**** EXTRAIT DU DOCUMENT

M. McEvoy: J'ai apporté avec moi un exemplaire de ce projet de loi, mais je ne vais pas m'y référer pour l'instant. Ce projet de loi, qui a été présenté par le ministre Facal, contient une disposition indiquant que le territoire du Québec est indivisible sauf si l'Assemblée nationale y consent. Cela signifie bien sûr que ce territoire est divisible. On y reconnaît que si le Canada est divisible, alors le Québec l'est aussi. Il est étonnant de voir cette disposition dans le projet de loi car, si je me rappelle bien, durant la dernière campagne référendaire, l'ancien premier ministre Parizeau avait expliqué au moyen d'arguments très logiques pourquoi les frontières territoriales du Québec étaient garanties. Dans ce projet de loi, on reconnaît que ce n'est pas le cas. Le Nouveau-Brunswick s'intéresse beaucoup à cette question, à titre de province voisine.

La présidente: Vous suivez peut-être la question de plus près que d'autres provinces.

M. McEvoy: Historiquement, l'Acadie était autrefois délimitée, je crois, par le fleuve Canada, qui est maintenant le Saint-Laurent. Au Nouveau-Brunswick, nous serions très intéressés à ce qu'on y revienne.

La présidente: Il vaut peut-être mieux ne pas nous lancer dans ce débat maintenant.

Le sénateur Taylor: Pour revenir à la question de la Chambre des communes, vous semblez vous aussi d'avis, comme bien d'autres, que c'est la Chambre des communes qui jouera le rôle de point d'ancrage, qui empêchera la séparation ou qui fera preuve d'autorité. Comme je l'ai dit au témoin précédent, supposons que le gouvernement au pouvoir soit d'accord avec les volontés sécessionnistes du Québec. Un tel gouvernement pourrait abaisser à 50 p. 100 plus un le seuil d'approbation nécessaire, et il pourrait peut-être y avoir aussi une faible participation de l'électorat ou même une question floue. Dans un tel cas, qui est à mon avis beaucoup plus probable que ce que bon nombre d'entre nous veulent bien croire, quel serait le rôle du Sénat? Comment le Sénat pourrait-il déclarer que les résultats du référendum ne sont pas suffisants, qu'il n'y a pas eu suffisamment de participation de l'électorat et que la question était trop floue? Que ferions-nous? Les sénateurs devraient-ils avoir recours à la télévision nationale? Ou existe-t-il une disposition constitutionnelle quelconque dont ils pourraient se prévaloir pour amener l'administration et la Chambre des communes à examiner plus sérieusement cette séparation?

********
**** JEU DE DONNÉES

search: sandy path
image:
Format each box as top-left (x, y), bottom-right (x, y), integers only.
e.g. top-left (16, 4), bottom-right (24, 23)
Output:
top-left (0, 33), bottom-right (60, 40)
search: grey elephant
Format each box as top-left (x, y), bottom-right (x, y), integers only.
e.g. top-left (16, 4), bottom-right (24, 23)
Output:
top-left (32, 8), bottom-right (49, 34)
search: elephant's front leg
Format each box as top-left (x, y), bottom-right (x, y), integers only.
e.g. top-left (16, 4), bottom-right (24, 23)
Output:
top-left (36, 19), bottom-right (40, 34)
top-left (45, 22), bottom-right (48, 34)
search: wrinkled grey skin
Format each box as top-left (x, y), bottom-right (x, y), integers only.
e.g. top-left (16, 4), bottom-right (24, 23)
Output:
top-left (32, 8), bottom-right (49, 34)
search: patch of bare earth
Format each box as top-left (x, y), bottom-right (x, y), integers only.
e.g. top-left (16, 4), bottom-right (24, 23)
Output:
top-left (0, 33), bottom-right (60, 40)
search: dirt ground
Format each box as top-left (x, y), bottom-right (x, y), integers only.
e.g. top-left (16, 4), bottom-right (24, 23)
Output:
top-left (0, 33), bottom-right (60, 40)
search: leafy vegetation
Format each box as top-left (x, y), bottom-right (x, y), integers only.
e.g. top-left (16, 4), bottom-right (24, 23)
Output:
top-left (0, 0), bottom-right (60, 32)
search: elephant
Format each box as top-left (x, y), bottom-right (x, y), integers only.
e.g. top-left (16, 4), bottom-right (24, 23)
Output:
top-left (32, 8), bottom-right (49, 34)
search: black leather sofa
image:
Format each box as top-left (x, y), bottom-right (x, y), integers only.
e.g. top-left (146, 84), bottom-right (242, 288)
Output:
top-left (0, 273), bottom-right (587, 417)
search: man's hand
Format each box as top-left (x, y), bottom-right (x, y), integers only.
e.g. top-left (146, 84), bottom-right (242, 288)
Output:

********

● EXERCICE
Pouvez-vous recopier l'extrait du document en commençant à "La présidente: Vous" et en terminant par "ce débat maintenant.", tout en remplaçant "débat" par "dossier" ?

● CORRIGÉ
La présidente: Vous suivez peut-être la question de plus près que d'autres provinces.

M. McEvoy: Historiquement, l'Acadie était autrefois délimitée, je crois, par le fleuve Canada, qui est maintenant le Saint-Laurent. Au Nouveau-Brunswick, nous serions très intéressés à ce qu'on y revienne.

La présidente: Il vaut peut-être mieux ne pas nous lancer dans ce dossier maintenant.